Extract to read
>>>>

GypsyComet said:
Tom Kalbfus said:
Actually propeller driven aircraft is much lower tech than you think.
On most Traveller scales a practical airscrew is going to require about TL2 and an environment that actually allows experimentation. The Smoke Ring qualifies as the latter, certainly. The problem, which you spelled out in your very first post, is DISTANCE.
It is generally accepted that a prop-driven aircraft cannot exceed about Mach 0.85 for several reasons, and that is with TL7 materials and engines. At lower tech, with lesser materials and motive power, the attainable speeds will be lower. With no internal combustion available, that's going to be a LOT lower.
If we assume 40kph, which is
really hauling on muscle power (current record is around 30kph), travel even to the trojan rocks from near Gold is approaching generational.
and if you wanted to travel spinward, you'd point your aircraft antispinward in order to slow down, as you slowed down you'd fall towards Voy and pick up speed at a lower faster orbit, the winds at the lower altitude would carry you around the neutron star at a faster rate, that those at higher levels in the smoke ring, and this can be quite fast. Generally, you go lower to go faster and higher to go slower, and the various air currents are in orbit with you, so there is no relative wind.
That's another problem. No relative wind also means no relative motion compared to the other things that feel no wind.
But scale really defeats it all at primitive speeds.
You really need to think of a smoke ring like an asteroid belt: an environment far, FAR larger than a planet, with a little speck of human infection in one small spot.
I'm trying to explain to you, that you travel down to go fast and up to go slow, and by down, I mean towards the neutron star. The winds all travel in orbit around the star. And the orbits are all circular. Lets take an integral tree as an example, at the lower extremity, the wind is whipping by in the spinward direction, and you feel a one fifth downward pull on you due to gravity. If you jump off the Integral tree end, you fall for a little while, you feel the wind for a bit, but then you match the speed of that wind and you leave the integral tree behind. One could pedal a prop or even swim through the air with fan-flippers attached to your legs and arms, and as you pushed yourself against the rotation of the smoke ring, you would find yourself drawing closer to voy, the closer you got to voy, the faster you would travel, not relative to the air around you, but relative to the things you left behind. It really is not necessary to go at supersonic speeds relative to the winds, because if you did, you would not be in orbit, and if you did not generate lift while doing so, you would fall into a lower orbit, you turn off the engines and your craft would slow down again, but you would maintain your velocity relative to what you left behind and above you. You would not feel and "up" "down" of course, because you are weightless, of course the parts of your body that are closer to voy would be pulled more than those parts further way.

<<<<

Exercise
Answer these from the Smoke Ring forum discussion above.
1. What speed is a prop-driven aircraft generally accepted as unable to exceed?
2. What is the current record speed on muscle power mentioned?
3. At the lower extremity of an integral tree, how strong a downward pull does a person feel?

Provided material

>>>>

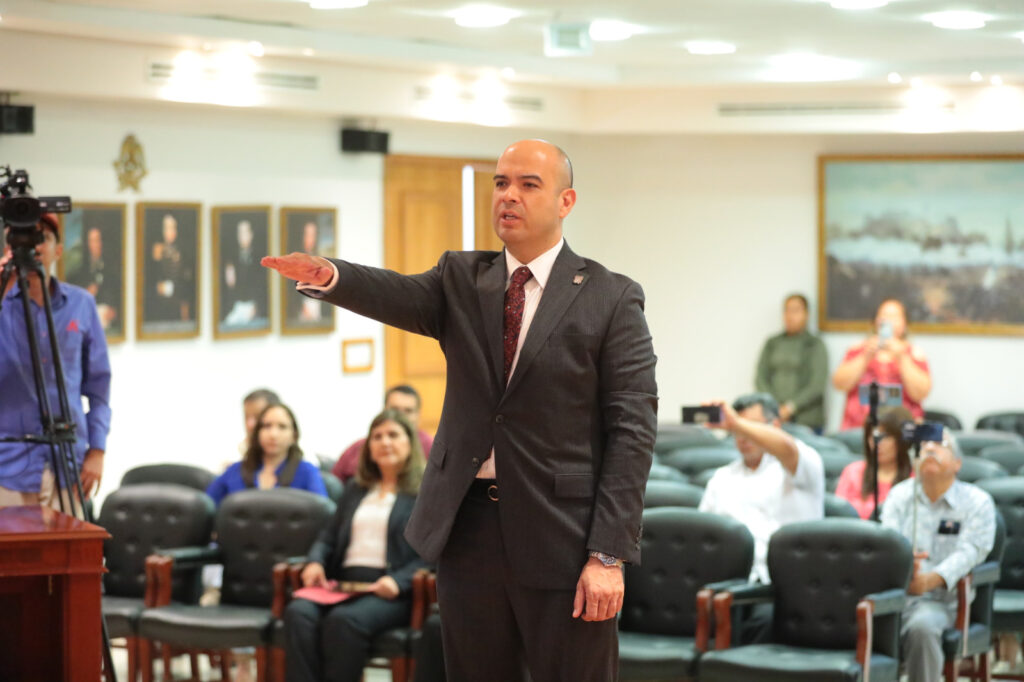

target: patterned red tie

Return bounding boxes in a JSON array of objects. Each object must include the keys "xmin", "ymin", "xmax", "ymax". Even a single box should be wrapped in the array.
[{"xmin": 504, "ymin": 265, "xmax": 534, "ymax": 384}]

<<<<

Task result
1. About Mach 0.85
2. Around 30 kph
3. One fifth